Aim of the task =>
Copy every one of the following rows verbatim, changing nothing.

(Coordinate labeling data)
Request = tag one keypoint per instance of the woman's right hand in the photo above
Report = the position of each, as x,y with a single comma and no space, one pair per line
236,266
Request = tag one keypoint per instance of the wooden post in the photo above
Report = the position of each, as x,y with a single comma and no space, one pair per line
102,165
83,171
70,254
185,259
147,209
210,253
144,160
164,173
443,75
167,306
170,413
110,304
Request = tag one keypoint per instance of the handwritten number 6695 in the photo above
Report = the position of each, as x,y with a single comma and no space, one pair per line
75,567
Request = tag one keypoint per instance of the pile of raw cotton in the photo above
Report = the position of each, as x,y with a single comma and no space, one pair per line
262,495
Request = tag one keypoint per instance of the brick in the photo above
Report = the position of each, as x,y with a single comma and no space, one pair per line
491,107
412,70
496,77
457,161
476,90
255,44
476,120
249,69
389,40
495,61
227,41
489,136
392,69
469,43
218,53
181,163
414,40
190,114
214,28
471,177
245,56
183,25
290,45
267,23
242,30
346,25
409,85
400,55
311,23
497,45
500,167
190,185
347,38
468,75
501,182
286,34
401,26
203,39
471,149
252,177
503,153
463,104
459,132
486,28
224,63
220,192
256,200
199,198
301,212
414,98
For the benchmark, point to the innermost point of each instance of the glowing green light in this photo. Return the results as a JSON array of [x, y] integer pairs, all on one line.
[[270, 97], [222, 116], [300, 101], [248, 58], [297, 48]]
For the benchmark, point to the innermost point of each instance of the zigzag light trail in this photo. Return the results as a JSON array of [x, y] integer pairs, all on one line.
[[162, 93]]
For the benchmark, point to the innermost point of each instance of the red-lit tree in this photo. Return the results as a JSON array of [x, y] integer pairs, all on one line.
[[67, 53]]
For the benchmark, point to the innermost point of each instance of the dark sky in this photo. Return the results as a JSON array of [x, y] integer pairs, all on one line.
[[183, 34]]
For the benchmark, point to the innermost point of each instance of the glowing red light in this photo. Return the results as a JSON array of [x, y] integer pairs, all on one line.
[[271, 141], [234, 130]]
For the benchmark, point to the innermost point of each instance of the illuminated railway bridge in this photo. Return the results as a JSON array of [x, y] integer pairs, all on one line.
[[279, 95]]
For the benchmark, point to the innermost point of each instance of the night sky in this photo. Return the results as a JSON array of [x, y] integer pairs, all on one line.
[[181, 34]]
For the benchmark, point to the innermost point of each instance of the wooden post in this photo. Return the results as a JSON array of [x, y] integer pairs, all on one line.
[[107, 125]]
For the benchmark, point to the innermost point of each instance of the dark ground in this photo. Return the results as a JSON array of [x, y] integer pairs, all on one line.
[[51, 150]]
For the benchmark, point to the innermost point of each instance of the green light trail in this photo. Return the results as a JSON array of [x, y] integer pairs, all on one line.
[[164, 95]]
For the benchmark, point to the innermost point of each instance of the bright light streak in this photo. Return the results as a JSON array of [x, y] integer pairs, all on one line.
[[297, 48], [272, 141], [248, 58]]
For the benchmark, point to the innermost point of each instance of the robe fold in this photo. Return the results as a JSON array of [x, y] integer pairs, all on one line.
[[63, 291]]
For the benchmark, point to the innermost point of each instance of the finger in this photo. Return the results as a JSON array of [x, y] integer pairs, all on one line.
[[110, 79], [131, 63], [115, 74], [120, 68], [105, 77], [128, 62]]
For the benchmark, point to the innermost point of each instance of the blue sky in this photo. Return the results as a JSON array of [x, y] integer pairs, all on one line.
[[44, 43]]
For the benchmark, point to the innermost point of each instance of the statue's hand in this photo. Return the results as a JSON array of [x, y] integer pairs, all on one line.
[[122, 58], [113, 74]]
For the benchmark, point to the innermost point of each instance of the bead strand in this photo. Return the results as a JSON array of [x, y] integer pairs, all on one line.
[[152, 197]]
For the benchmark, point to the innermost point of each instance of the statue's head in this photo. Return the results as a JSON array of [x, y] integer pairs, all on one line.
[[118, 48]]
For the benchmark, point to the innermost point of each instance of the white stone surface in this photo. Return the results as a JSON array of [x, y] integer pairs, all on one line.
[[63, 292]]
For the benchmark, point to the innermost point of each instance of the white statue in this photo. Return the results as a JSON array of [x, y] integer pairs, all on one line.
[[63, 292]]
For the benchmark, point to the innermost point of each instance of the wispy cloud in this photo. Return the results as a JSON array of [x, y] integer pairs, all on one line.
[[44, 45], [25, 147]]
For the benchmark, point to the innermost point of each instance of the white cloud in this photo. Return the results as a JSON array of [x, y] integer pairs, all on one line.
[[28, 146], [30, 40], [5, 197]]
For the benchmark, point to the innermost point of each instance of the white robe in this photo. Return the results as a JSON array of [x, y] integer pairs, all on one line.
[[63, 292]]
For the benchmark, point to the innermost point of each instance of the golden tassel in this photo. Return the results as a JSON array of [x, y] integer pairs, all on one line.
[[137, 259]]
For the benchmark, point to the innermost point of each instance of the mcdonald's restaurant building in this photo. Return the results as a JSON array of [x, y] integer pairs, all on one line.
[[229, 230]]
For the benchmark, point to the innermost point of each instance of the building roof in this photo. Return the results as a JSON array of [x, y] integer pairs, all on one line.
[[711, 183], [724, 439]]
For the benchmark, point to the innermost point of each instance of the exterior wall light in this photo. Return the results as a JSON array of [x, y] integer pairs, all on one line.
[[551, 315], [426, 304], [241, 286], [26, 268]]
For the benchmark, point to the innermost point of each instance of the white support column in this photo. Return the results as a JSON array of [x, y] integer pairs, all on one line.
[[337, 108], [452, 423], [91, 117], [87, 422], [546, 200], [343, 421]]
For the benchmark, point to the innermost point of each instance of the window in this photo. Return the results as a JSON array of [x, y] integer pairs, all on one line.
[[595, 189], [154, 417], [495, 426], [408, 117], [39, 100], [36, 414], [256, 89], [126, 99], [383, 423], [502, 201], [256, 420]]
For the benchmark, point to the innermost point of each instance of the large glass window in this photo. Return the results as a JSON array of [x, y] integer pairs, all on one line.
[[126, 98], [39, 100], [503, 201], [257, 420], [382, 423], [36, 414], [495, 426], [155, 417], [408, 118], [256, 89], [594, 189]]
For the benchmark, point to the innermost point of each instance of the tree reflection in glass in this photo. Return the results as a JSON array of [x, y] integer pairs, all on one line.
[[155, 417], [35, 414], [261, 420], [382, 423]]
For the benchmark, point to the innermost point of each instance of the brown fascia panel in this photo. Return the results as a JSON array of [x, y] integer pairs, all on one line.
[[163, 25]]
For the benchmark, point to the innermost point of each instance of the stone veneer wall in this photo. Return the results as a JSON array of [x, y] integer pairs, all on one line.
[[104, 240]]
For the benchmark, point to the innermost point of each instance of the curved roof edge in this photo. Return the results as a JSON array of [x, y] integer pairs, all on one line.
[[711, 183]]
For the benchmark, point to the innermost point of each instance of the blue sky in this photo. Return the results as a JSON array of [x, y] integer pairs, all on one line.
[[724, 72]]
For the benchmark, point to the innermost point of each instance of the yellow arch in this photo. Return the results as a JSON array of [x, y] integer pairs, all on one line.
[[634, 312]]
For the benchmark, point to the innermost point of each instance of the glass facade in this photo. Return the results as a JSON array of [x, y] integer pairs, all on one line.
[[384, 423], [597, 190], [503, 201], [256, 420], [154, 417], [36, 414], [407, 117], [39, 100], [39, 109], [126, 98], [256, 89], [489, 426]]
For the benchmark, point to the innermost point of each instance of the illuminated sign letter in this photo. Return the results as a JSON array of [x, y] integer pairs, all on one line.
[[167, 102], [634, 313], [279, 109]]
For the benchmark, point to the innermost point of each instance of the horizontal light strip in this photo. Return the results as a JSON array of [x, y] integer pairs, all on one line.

Task solution =>
Request = tag one keypoint per instance of the woman's right hand in the photo above
Report = the position of each, as x,y with a single comma and no space, one pair per line
236,266
Request = tag one keypoint per instance of the wooden post in the photo above
Report = the position of each, as x,y with a single comma and no space, one pair per line
102,165
83,171
70,254
185,259
147,209
210,253
144,160
164,173
443,75
167,306
170,413
110,304
Request = tag one keypoint per instance of the handwritten number 6695 in the photo above
Report = the position of each, as x,y with a single comma and no space, one pair per line
75,567
Request = tag one keypoint per instance of the pile of raw cotton in the photo above
Report = the position of each, as x,y with a single comma and no space, one pair per line
262,495
Request = tag one keypoint per instance of the brick in the photo above
Report = the position of each, as x,y with a single comma and no space, one pair per line
491,107
412,70
496,77
457,161
476,90
255,44
476,120
249,69
389,40
495,61
227,41
489,136
392,69
469,43
218,53
181,163
414,40
190,114
214,28
471,177
245,56
183,25
290,45
267,23
242,30
346,25
409,85
400,55
311,23
497,45
500,167
190,185
347,38
468,75
501,182
286,34
401,26
203,39
471,149
252,177
503,153
463,104
459,132
486,28
224,63
220,192
256,200
199,198
301,212
414,98
For the benchmark, point to the innermost point of each instance of the glowing green light in this photo. Return the results as a JSON array of [x, y] integer pairs, all on one line.
[[270, 97], [222, 116], [300, 101], [248, 58], [297, 48]]
For the benchmark, point to the innermost point of each instance of the zigzag light trail in this photo. Return the results as a JSON array of [x, y] integer pairs, all on one line.
[[162, 93]]
For the benchmark, point to the innermost point of each instance of the red-lit tree in this photo. Return the results as a JSON array of [x, y] integer pairs, all on one line.
[[67, 53]]
For the benchmark, point to the innermost point of each instance of the dark sky in this photo. Return the results as a JSON array of [x, y] integer pairs, all on one line.
[[183, 34]]
For the benchmark, point to the innermost point of each instance of the glowing red light in this photo. Return the results as a JSON array of [x, y] integer pairs, all on one line.
[[271, 141], [234, 130]]
For the benchmark, point to the innermost point of each instance of the illuminated railway bridge in this photo. Return the results as a JSON array of [x, y] integer pairs, all on one line.
[[279, 95]]
For the benchmark, point to the innermost point of each instance of the night sky in this photo. Return the results as a JSON array of [x, y] integer pairs, all on one line.
[[181, 34]]
For the benchmark, point to the innermost point of each instance of the wooden post in this photo. Return the results as a JSON array of [x, y] integer pairs, all on one line.
[[107, 125]]
For the benchmark, point to the innermost point of each instance of the dark ground in this photo. Return the results as a JSON array of [x, y] integer pairs, all on one line.
[[51, 150]]
For the benchmark, point to the innermost point of each instance of the green light trail in this photo. Return the results as a JSON array of [x, y] integer pairs, all on one line.
[[164, 95]]
For the benchmark, point to the innermost point of each instance of the bright light streak in this photo. Return the results as a JSON array of [x, y] integer pairs, all on one line.
[[297, 48], [272, 141], [248, 58]]
For the benchmark, point to the innermost point of each instance of the robe fold in this photo. Return the results as a JSON array of [x, y] integer pairs, all on one line.
[[63, 291]]
For the benchmark, point to the innermost point of each instance of the finger in this photo. Return the results as a JSON array of [x, y] integer pairs, all on one line.
[[110, 79], [131, 63], [115, 74], [120, 68], [105, 77], [128, 62]]
For the benchmark, point to the innermost point of each instance of the blue sky in this photo. Return the results as a JSON array of [x, y] integer pairs, all on one line.
[[44, 43]]
For the benchmark, point to the innermost point of each instance of the statue's hand in this photo. Return the results as a JSON array of [x, y] integer pairs, all on one line.
[[122, 58], [113, 74]]
For the benchmark, point to the innermost point of each instance of the bead strand in this photo. Return the results as a JSON array of [x, y] integer pairs, all on one line.
[[152, 197]]
For the benchmark, point to the innermost point of each instance of the statue's head in this photo. Return the results as a JSON array of [x, y] integer pairs, all on one line.
[[118, 48]]
For the benchmark, point to the innermost point of each instance of the white stone surface in this photo. Return the results as a JSON array of [x, y] integer pairs, all on one line.
[[63, 292]]
For the benchmark, point to the innermost point of each instance of the white statue in this photo. Return the results as a JSON array of [x, y] integer pairs, all on one line.
[[63, 292]]
For the benchmark, point to the innermost point of each instance of the wispy cloud in this photo. Return the results as a JSON array of [x, y] integer pairs, all on one line.
[[44, 45], [25, 147]]
For the benchmark, point to the innermost point of each instance of the white cloud in this photo. Return the results as a JSON array of [x, y] integer pairs, all on one line.
[[28, 146], [30, 40], [5, 197]]
For the benchmark, point to the innermost point of each instance of the white robe in this photo. Return the results as a JSON array of [x, y] integer pairs, all on one line.
[[63, 292]]
For the benchmark, point to the innermost point of each instance of the golden tassel in this photo. Return the results as a JSON array of [x, y] integer pairs, all on one line.
[[137, 259]]
For the benchmark, point to the innermost point of each instance of the mcdonald's restaurant building in this photo. Return the results as a JSON array of [x, y] integer pairs, all on one line.
[[229, 230]]
For the benchmark, point to the innermost point of each instance of the building roof in this photo. Return the results as a JSON array of [x, y] integer pairs, all on one line.
[[711, 183], [724, 439]]
For the benchmark, point to the innermost point of each instance of the exterior wall light in this photo. Return the results as a JSON array of [x, y] integer pairs, all on one line.
[[551, 315], [426, 304], [241, 286], [26, 268]]
For the benchmark, point to the innermost point of each instance of the white support column in this photo. Return the results as a JSON array of [x, y] integer pairs, all on one line.
[[337, 108], [452, 423], [91, 117], [87, 422], [546, 200], [343, 421]]
For the benchmark, point to the innermost point of each instance of the window in this photo. Return the results as a JSON array of [x, y] integer pairs, all on one line.
[[595, 189], [154, 417], [495, 426], [408, 117], [39, 100], [36, 414], [256, 89], [126, 99], [383, 423], [502, 201], [256, 420]]
For the benchmark, point to the innermost point of each instance of the large glass window in this photo. Return the results as a JSON array of [x, y] integer pairs, all on one line.
[[126, 98], [39, 100], [503, 201], [257, 420], [382, 423], [36, 414], [495, 426], [155, 417], [408, 118], [256, 89], [594, 189]]
For the benchmark, point to the innermost point of each instance of the tree reflection in glass in this photo. Return the results as a JSON array of [x, y] integer pairs, all on one line.
[[155, 417], [35, 414], [261, 420], [382, 423]]
For the benchmark, point to the innermost point of each instance of the brown fascia panel in this photo. Return the results as a JSON array of [x, y] integer pairs, all on one line.
[[163, 25]]
For the benchmark, point to the innermost point of each instance of the stone veneer wall in this photo. Return the results as a JSON array of [x, y] integer pairs, all on one line.
[[104, 240]]
For the benchmark, point to the innermost point of each instance of the curved roof edge in this photo. Return the results as a JSON array of [x, y] integer pairs, all on one line.
[[711, 183]]
For the benchmark, point to the innermost point of each instance of the blue sky in this photo. Return the results as a JSON array of [x, y] integer pairs, all on one line.
[[724, 72]]
For the benchmark, point to the innermost point of each instance of the yellow arch in this photo. Return the results as a JSON array of [x, y] integer pairs, all on one line.
[[634, 312]]
For the benchmark, point to the innermost point of each instance of the glass facade in this photo. Return the results as a JSON array of [x, y] integer pairs, all on one line.
[[384, 423], [597, 190], [503, 201], [256, 420], [154, 417], [36, 414], [407, 117], [39, 100], [39, 109], [126, 98], [256, 89], [489, 426]]
For the benchmark, point to the innermost point of each instance of the illuminated sign letter in this photo. Return the results as a JSON array of [x, y] integer pairs, all on one line.
[[167, 102], [634, 313], [279, 109]]
For the benchmark, point to the innermost point of each instance of the horizontal light strip in this photo. Return the results as a JSON array of [x, y] integer pairs, all on one line.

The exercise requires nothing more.